## EXTRACT TO READ
SB 1211 vs SB 9: Which California Housing Law Fits Your Deal?
SB 9 and SB 1211 are the two California statutes most often confused by investors trying to pencil small-site density plays. They are not alternatives. They are different laws for different property types, and the choice is usually made for you by what you already own or what you are looking at.
The short version. SB 9 lets you split a single-family lot and build up to 4 units across the two resulting parcels. SB 1211 lets you add up to 8 detached ADUs to a lot that already has a multifamily building. One is about creating new parcels from single-family land. The other is about adding density to existing multifamily land. They do not overlap.
For the full legal context on SB 1211, see our SB 1211 explainer.
What each law does
SB 9 took effect January 1, 2022. It applies to parcels zoned for single-family residential use. The owner can split the lot into two parcels of at least 1,200 square feet each, and build up to 2 units on each parcel. Maximum output is 4 units from 1 original single-family lot. Cities must approve ministerially. The statute preempts local ordinances that would block the split or the units, subject to objective standards.

## PROMPT A
From the records below, extract every line that contains the string "water", treating uppercase and lowercase letters as different.

## INFORMATION SHOWN
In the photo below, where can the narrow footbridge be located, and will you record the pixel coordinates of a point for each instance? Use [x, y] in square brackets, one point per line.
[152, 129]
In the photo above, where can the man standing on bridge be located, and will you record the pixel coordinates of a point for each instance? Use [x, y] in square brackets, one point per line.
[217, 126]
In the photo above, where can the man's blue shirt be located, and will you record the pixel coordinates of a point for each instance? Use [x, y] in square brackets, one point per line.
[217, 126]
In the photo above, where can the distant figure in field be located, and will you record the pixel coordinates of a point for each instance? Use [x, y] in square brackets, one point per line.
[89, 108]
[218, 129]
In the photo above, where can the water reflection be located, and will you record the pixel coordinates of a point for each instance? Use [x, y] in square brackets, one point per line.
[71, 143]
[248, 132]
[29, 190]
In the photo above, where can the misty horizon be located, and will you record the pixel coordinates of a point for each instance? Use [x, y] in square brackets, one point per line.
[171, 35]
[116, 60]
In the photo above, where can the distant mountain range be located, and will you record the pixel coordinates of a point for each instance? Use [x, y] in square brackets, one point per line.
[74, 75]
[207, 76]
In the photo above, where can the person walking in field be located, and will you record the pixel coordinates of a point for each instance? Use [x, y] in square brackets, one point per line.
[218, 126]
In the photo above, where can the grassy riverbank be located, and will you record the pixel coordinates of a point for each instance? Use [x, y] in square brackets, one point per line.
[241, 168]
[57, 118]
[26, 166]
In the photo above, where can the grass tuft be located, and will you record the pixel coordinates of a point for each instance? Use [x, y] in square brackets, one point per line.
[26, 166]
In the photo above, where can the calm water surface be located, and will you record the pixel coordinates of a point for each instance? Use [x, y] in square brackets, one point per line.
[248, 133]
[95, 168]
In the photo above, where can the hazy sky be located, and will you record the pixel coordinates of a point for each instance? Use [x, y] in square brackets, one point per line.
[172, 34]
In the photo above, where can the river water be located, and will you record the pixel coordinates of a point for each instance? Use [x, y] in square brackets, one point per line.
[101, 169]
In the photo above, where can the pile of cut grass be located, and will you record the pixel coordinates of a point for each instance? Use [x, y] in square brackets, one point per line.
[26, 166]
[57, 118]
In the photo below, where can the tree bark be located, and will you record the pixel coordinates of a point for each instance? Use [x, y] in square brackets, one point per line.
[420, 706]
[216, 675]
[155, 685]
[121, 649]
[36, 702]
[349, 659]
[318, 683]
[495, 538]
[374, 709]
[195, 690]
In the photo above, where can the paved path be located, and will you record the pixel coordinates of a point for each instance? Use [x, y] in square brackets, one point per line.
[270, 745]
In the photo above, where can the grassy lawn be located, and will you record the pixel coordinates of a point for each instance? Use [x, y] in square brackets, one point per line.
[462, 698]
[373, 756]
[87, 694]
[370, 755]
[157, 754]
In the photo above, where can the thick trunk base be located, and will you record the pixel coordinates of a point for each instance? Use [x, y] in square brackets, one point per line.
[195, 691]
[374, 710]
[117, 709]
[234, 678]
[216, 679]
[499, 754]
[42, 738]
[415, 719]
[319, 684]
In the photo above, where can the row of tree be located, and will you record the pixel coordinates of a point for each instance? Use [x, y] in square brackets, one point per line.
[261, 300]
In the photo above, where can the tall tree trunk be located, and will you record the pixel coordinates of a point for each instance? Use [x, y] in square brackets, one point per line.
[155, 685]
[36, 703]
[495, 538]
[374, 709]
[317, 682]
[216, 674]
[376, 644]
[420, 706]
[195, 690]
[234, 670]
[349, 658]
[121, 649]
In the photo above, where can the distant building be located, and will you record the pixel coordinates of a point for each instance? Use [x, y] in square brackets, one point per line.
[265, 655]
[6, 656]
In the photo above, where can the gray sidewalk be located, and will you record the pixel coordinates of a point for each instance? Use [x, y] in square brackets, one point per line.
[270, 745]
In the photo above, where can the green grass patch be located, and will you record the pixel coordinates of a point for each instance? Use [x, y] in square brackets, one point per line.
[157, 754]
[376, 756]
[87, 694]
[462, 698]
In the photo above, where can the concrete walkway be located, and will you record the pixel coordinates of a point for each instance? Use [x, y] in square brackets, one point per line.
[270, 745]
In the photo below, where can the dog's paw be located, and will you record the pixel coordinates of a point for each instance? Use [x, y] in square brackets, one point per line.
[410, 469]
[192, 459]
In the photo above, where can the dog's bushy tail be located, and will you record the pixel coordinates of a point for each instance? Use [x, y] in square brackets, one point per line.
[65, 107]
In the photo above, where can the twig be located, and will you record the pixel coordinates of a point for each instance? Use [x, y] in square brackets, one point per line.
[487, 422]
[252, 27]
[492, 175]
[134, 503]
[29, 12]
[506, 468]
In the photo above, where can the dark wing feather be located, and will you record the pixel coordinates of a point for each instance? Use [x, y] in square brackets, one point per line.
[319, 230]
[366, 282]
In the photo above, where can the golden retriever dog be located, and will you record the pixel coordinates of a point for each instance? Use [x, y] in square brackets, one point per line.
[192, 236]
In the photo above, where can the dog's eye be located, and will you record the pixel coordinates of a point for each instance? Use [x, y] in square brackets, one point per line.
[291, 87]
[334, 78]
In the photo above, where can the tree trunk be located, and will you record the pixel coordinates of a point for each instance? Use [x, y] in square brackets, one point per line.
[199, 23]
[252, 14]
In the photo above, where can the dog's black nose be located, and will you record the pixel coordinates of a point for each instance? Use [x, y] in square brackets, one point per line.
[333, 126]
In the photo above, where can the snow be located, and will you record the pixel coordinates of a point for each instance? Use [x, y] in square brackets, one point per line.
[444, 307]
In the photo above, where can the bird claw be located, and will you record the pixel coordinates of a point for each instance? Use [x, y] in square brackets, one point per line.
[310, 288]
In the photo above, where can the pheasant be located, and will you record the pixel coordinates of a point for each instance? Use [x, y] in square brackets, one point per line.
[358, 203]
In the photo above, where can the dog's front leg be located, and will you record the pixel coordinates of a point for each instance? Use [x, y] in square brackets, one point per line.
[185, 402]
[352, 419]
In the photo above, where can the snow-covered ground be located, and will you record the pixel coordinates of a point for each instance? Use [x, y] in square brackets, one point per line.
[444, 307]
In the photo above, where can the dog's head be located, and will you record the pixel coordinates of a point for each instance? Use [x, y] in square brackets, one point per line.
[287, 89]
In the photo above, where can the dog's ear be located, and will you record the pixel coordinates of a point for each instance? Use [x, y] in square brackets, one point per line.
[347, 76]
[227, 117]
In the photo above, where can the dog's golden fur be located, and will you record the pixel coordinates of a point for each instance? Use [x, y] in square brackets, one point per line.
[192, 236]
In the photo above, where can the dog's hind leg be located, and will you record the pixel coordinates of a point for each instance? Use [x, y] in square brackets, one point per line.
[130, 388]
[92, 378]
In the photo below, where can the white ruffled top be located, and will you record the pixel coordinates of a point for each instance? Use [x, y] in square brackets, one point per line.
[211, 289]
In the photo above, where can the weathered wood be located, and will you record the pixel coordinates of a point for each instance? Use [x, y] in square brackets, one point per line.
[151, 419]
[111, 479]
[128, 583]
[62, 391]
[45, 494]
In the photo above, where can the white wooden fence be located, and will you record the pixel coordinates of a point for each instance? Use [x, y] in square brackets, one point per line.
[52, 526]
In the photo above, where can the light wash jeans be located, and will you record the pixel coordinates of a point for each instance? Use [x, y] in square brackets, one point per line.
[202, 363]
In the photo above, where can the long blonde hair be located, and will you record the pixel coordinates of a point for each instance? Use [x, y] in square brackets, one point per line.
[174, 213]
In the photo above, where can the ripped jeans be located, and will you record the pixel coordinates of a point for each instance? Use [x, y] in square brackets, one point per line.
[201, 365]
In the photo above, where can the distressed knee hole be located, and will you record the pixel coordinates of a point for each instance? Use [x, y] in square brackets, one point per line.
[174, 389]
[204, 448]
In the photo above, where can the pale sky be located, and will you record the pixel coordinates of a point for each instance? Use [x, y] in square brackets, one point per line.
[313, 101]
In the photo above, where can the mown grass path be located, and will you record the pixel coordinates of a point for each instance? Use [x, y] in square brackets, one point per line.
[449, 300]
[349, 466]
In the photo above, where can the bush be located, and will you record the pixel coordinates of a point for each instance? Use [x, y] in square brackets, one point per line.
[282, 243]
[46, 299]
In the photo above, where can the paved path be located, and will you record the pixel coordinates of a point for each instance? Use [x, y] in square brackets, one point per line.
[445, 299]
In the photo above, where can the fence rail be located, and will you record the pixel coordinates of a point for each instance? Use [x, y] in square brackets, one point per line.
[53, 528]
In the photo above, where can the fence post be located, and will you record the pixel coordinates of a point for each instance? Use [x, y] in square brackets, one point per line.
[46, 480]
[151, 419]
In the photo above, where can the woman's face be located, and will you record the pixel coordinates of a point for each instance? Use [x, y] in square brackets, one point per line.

## PROMPT B
Rewrite the portion of the California housing law comparison above, beginning at the words "The short version." and stopping after "SB 1211 explainer.", replacing "multifamily" with "multi-unit".

## FULL OUTPUT A
In the photo above, where can the water reflection be located, and will you record the pixel coordinates of a point for each instance? Use [x, y] in square brackets, one point per line.
In the photo above, where can the calm water surface be located, and will you record the pixel coordinates of a point for each instance? Use [x, y] in square brackets, one point per line.
In the photo above, where can the river water be located, and will you record the pixel coordinates of a point for each instance? Use [x, y] in square brackets, one point per line.

## FULL OUTPUT B
The short version. SB 9 lets you split a single-family lot and build up to 4 units across the two resulting parcels. SB 1211 lets you add up to 8 detached ADUs to a lot that already has a multi-unit building. One is about creating new parcels from single-family land. The other is about adding density to existing multi-unit land. They do not overlap.
For the full legal context on SB 1211, see our SB 1211 explainer.